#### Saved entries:
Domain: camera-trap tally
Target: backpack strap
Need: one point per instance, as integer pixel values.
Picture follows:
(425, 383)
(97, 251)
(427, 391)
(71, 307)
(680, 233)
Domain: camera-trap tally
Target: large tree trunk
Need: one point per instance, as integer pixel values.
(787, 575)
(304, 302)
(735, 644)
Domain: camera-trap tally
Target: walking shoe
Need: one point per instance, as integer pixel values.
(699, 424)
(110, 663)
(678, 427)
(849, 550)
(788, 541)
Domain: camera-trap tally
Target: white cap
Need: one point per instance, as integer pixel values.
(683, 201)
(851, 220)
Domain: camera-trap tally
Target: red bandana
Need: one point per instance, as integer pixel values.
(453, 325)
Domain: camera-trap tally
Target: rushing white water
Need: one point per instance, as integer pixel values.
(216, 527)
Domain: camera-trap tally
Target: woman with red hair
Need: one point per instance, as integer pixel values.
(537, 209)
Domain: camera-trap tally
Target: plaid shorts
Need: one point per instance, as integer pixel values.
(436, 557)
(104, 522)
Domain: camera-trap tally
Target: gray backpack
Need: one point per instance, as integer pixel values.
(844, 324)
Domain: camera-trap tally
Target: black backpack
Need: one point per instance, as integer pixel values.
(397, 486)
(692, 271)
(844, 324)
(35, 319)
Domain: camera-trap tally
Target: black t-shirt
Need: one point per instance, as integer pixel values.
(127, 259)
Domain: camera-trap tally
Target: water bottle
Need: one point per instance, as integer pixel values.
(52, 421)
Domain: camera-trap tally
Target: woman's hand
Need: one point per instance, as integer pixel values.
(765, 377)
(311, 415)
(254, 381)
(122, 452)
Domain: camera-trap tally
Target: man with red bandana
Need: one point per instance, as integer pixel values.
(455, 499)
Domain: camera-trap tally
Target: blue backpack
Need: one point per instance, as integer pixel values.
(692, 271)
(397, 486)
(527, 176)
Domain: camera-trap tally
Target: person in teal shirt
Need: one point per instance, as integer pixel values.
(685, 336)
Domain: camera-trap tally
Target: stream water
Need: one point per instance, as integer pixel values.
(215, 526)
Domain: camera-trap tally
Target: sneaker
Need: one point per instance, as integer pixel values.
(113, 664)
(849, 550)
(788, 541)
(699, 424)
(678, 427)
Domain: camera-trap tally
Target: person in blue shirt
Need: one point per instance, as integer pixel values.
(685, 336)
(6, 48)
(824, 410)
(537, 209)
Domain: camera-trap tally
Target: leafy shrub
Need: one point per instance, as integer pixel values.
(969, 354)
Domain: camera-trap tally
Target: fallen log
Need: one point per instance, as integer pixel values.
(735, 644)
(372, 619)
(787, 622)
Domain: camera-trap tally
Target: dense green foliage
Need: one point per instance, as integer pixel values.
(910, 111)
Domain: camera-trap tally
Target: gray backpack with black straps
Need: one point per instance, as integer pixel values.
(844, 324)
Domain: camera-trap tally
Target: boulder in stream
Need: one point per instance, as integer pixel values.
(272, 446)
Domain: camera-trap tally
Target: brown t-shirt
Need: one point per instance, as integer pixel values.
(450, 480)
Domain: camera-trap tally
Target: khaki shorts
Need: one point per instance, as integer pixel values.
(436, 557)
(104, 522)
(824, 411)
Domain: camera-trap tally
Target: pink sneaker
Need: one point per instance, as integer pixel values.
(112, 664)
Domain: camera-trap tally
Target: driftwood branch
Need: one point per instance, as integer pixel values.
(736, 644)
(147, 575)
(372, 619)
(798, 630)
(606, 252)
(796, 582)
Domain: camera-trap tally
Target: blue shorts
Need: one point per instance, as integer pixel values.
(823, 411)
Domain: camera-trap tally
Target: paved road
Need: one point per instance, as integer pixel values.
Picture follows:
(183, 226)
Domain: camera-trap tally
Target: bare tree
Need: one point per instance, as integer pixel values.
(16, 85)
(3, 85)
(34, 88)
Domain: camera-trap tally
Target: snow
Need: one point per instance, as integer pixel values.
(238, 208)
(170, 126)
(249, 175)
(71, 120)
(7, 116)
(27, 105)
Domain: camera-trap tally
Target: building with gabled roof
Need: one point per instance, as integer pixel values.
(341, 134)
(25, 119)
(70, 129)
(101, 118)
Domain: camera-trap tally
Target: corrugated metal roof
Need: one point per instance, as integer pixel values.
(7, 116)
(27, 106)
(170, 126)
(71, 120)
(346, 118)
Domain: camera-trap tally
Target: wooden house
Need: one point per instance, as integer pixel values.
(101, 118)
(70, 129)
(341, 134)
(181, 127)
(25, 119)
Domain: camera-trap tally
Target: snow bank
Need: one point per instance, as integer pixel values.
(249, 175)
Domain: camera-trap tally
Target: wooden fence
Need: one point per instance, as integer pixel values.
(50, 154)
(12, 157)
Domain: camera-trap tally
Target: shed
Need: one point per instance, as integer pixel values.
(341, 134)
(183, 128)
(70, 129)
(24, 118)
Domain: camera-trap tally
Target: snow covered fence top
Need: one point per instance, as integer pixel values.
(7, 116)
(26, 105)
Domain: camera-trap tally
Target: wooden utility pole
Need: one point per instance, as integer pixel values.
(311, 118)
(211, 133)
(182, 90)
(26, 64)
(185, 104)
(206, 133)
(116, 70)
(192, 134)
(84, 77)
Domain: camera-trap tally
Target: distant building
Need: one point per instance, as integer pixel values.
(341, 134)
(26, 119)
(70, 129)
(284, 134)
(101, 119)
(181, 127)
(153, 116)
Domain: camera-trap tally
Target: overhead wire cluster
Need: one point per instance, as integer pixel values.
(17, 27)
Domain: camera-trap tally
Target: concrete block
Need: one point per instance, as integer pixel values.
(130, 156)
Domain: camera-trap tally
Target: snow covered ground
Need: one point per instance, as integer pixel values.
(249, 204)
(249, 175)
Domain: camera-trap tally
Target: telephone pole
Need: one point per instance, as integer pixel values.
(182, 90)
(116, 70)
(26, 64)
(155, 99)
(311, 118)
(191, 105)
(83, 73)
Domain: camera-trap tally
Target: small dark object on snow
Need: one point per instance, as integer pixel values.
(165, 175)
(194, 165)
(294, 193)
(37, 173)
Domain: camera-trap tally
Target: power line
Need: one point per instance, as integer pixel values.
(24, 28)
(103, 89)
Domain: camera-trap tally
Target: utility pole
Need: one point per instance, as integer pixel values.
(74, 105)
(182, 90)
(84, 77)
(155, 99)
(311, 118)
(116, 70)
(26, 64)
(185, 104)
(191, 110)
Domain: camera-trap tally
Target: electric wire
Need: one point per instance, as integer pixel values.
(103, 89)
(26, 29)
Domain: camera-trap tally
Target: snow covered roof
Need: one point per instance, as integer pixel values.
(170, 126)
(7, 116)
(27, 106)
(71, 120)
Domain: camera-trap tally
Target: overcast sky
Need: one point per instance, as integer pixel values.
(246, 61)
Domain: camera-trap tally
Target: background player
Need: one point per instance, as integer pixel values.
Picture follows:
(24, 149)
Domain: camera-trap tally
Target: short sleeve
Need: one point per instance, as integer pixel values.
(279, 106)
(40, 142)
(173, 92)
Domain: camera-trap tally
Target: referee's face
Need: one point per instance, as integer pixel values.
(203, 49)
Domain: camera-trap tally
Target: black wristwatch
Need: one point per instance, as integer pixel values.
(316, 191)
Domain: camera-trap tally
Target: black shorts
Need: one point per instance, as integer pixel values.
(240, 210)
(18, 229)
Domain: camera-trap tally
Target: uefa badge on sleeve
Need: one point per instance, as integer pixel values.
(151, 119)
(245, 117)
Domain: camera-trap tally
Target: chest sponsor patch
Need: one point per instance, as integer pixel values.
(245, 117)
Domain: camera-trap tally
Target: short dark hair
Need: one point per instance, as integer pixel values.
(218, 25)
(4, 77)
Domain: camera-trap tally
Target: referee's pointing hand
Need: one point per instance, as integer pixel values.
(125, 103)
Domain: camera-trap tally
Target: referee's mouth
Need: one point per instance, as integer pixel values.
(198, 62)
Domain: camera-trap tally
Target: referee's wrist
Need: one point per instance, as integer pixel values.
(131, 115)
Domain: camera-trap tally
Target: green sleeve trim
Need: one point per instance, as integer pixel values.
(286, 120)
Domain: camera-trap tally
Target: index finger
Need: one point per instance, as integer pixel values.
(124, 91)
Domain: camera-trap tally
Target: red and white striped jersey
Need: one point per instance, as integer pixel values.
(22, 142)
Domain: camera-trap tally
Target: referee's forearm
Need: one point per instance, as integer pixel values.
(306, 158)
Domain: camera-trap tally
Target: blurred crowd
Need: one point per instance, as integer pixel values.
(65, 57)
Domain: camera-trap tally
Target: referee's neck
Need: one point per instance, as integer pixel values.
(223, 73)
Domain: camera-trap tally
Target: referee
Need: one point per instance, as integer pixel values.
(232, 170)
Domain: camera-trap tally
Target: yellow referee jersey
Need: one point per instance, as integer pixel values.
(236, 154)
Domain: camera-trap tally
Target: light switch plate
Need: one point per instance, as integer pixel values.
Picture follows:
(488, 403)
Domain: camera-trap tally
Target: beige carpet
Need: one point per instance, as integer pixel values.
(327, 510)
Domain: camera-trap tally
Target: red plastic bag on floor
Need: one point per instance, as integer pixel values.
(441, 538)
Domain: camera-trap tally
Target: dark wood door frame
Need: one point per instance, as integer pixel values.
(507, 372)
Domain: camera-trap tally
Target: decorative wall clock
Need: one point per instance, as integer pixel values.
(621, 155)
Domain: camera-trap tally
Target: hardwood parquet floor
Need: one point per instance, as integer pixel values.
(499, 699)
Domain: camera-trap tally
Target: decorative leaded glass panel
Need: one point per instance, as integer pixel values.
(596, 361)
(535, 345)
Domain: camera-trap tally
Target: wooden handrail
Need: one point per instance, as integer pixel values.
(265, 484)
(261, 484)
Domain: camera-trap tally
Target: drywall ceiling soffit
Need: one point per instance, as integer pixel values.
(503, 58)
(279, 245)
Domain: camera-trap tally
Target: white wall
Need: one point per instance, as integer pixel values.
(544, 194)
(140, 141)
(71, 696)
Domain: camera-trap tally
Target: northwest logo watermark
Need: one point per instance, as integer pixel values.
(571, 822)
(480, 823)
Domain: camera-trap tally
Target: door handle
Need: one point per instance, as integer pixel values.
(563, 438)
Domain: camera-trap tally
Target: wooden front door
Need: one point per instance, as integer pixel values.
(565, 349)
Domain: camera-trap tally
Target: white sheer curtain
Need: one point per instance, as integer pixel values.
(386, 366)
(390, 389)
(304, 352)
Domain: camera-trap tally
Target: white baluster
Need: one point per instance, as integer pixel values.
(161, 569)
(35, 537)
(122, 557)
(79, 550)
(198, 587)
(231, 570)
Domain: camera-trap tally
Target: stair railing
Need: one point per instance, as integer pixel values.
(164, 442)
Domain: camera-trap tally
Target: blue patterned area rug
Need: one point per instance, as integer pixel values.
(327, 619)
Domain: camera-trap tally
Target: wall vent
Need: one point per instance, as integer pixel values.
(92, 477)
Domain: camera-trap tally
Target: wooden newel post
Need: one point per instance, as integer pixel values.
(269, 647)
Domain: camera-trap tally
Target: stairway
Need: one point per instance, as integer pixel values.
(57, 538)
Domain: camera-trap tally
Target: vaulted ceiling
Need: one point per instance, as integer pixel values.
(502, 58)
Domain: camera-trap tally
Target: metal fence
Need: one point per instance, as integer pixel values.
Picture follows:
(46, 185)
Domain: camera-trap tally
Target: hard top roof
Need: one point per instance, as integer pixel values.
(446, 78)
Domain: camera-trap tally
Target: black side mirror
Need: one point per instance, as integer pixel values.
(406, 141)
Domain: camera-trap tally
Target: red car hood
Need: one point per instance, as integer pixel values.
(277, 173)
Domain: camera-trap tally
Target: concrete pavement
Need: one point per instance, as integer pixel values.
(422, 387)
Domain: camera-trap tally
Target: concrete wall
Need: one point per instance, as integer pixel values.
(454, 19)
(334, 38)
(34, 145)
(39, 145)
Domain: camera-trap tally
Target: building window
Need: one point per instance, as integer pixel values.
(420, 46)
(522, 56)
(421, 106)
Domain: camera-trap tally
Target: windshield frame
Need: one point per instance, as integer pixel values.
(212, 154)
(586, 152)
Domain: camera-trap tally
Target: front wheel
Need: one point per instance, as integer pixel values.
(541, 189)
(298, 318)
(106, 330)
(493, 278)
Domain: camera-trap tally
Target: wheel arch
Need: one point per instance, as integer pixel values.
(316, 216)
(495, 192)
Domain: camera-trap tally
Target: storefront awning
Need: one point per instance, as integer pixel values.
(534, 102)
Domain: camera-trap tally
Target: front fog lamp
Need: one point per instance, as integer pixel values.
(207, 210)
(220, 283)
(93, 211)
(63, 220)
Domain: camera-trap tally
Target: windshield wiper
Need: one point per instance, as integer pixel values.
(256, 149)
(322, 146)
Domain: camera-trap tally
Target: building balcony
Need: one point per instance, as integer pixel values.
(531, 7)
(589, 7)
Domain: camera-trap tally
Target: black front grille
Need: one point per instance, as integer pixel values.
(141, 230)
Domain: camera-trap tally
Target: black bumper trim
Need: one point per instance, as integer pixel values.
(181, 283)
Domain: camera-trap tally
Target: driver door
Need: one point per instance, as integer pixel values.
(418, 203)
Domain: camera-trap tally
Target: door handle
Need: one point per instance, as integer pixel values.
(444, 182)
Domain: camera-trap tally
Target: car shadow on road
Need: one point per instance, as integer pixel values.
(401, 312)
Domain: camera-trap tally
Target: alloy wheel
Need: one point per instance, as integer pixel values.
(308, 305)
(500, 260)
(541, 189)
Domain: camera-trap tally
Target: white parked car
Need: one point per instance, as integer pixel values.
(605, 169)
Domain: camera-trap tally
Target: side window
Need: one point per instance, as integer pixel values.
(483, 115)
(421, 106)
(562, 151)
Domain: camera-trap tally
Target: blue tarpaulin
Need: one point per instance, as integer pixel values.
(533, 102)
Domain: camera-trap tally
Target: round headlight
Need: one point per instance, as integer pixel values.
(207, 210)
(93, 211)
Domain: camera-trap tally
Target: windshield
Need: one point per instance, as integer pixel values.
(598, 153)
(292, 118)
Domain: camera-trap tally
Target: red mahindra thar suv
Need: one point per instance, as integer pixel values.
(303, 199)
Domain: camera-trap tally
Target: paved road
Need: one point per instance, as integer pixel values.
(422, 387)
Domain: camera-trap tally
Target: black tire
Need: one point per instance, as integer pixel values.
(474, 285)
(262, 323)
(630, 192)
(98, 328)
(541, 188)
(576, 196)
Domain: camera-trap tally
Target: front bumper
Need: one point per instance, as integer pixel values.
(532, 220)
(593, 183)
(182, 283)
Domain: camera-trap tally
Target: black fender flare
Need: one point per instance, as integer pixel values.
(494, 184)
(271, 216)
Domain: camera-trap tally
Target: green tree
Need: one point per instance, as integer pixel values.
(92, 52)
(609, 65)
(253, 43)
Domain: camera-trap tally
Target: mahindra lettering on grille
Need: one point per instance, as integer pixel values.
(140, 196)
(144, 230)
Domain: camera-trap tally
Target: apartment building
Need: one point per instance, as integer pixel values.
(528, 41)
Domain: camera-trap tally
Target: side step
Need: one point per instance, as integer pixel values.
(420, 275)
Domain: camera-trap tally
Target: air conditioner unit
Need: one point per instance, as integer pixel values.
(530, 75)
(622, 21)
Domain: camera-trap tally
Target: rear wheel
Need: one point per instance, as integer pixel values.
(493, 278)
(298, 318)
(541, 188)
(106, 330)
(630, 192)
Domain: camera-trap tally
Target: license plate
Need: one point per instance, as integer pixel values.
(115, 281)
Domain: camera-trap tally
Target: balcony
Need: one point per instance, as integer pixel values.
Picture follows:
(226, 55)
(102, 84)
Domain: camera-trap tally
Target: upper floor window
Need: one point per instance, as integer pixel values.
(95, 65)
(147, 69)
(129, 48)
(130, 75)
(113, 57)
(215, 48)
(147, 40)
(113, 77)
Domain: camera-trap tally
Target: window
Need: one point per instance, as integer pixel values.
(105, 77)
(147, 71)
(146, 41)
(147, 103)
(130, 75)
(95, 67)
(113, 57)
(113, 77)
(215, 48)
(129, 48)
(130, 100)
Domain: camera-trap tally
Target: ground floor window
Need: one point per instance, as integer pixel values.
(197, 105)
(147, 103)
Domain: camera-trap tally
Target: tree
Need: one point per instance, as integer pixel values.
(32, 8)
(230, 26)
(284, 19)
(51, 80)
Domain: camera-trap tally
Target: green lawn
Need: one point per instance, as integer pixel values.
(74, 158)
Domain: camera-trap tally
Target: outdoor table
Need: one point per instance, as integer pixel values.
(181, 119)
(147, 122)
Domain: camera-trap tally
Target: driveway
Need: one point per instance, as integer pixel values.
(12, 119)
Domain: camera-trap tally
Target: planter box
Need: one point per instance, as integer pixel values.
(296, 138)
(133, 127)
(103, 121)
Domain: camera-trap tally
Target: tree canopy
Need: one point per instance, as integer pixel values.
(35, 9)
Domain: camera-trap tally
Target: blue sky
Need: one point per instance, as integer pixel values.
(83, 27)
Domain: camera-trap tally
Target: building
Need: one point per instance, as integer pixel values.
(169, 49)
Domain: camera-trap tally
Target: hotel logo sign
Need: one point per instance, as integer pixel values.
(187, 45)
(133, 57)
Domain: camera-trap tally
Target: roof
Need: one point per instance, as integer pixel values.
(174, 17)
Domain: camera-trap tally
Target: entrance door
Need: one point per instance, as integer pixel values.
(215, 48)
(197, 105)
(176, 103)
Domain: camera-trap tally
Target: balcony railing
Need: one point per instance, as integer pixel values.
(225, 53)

#### TASK PROMPT:
Only lines containing the string "wooden" belong in the answer; find them in the data above and copy them.

#### TASK OUTPUT:
Target: wooden house
Target: wooden fence
Target: wooden utility pole
Target: wooden handrail
Target: wooden front door
Target: wooden newel post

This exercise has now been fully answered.